--- Start ---

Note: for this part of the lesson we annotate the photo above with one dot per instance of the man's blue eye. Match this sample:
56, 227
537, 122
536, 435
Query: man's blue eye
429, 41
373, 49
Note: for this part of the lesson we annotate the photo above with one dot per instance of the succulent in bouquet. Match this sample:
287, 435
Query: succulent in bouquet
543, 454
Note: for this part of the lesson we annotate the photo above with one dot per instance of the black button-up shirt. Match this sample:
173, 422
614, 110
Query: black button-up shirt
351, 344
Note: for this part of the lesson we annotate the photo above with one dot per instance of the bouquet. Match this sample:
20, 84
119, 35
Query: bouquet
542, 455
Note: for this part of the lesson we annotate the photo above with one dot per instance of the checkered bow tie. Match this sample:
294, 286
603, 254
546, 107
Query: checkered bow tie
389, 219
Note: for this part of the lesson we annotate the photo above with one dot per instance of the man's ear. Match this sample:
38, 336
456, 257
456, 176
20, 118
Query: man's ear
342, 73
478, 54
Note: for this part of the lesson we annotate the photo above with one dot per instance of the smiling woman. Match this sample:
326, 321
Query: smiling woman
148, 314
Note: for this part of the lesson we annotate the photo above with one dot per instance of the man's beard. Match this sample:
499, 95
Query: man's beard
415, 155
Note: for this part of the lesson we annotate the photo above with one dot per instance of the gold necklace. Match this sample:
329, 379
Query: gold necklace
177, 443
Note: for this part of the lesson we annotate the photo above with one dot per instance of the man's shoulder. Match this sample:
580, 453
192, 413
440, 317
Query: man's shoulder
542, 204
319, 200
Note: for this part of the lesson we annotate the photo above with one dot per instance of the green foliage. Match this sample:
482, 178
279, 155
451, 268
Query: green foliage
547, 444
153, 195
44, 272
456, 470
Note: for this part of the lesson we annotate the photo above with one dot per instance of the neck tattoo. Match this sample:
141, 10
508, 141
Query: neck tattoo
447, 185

--- End ---

• [WORK REQUIRED] Rewrite the listing above as a Markdown table with a Row column numbering each line and a Line column holding its text, leaving out any blank lines.

• [ANSWER FOR THE TASK]
| Row | Line |
|---|---|
| 1 | Note: for this part of the lesson we annotate the photo above with one dot per instance of the man's blue eye. Match this sample: |
| 2 | 56, 227 |
| 3 | 537, 122 |
| 4 | 536, 435 |
| 5 | Query: man's blue eye |
| 6 | 429, 41 |
| 7 | 373, 49 |
| 8 | Note: for this part of the lesson we annotate the photo above with one dot per instance of the succulent in bouquet. Match this sample: |
| 9 | 287, 435 |
| 10 | Query: succulent in bouquet |
| 11 | 543, 454 |
| 12 | Note: for this part of the lesson we annotate the photo above with one dot per instance of the black button-up shirt. Match this sample: |
| 13 | 173, 422 |
| 14 | 614, 110 |
| 15 | Query: black button-up shirt |
| 16 | 351, 344 |
| 17 | Note: for this part of the lesson we annotate the photo above with one dot per instance of the bouquet. Match this sample: |
| 18 | 20, 84 |
| 19 | 119, 35 |
| 20 | Query: bouquet |
| 21 | 542, 455 |
| 22 | Note: for this part of the lesson we annotate the photo above with one dot per instance of the checkered bow tie. Match this sample: |
| 23 | 294, 286 |
| 24 | 603, 254 |
| 25 | 546, 107 |
| 26 | Query: checkered bow tie |
| 27 | 389, 219 |
| 28 | Note: for this part of the lesson we annotate the photo above with one dot per instance of the man's ear. Match this sample: |
| 29 | 38, 336 |
| 30 | 456, 257 |
| 31 | 456, 176 |
| 32 | 20, 118 |
| 33 | Query: man's ear |
| 34 | 342, 73 |
| 35 | 478, 54 |
| 36 | Note: for this part of the lesson we annotate the photo above with one dot per instance of the smiling woman. Match this sample: |
| 37 | 326, 321 |
| 38 | Query: smiling woman |
| 39 | 148, 314 |
| 40 | Note: for this part of the lesson we annotate the photo above with one dot per instance of the man's beard. Match this sample: |
| 41 | 499, 95 |
| 42 | Query: man's beard |
| 43 | 415, 155 |
| 44 | Note: for this part of the lesson we annotate the photo above with one dot per instance of the gold necklace. Match this sample: |
| 45 | 329, 379 |
| 46 | Query: gold necklace |
| 47 | 177, 443 |
| 48 | Note: for this part of the lesson we annotate the photo above with one dot per instance of the man's shoulder. Match this sample: |
| 49 | 580, 453 |
| 50 | 192, 413 |
| 51 | 440, 317 |
| 52 | Query: man's shoulder |
| 53 | 542, 204 |
| 54 | 319, 200 |
| 55 | Note: for this part of the lesson we annotate the photo above with one dot per instance of the green foliage. Match this sample: |
| 56 | 482, 178 |
| 57 | 279, 155 |
| 58 | 451, 268 |
| 59 | Query: green foliage |
| 60 | 547, 444 |
| 61 | 153, 195 |
| 62 | 44, 272 |
| 63 | 456, 470 |
| 64 | Note: for this part of the lesson we annotate the photo above with one dot per instance of the neck tattoo. Match this sample: |
| 65 | 141, 10 |
| 66 | 508, 141 |
| 67 | Query: neck tattoo |
| 68 | 447, 185 |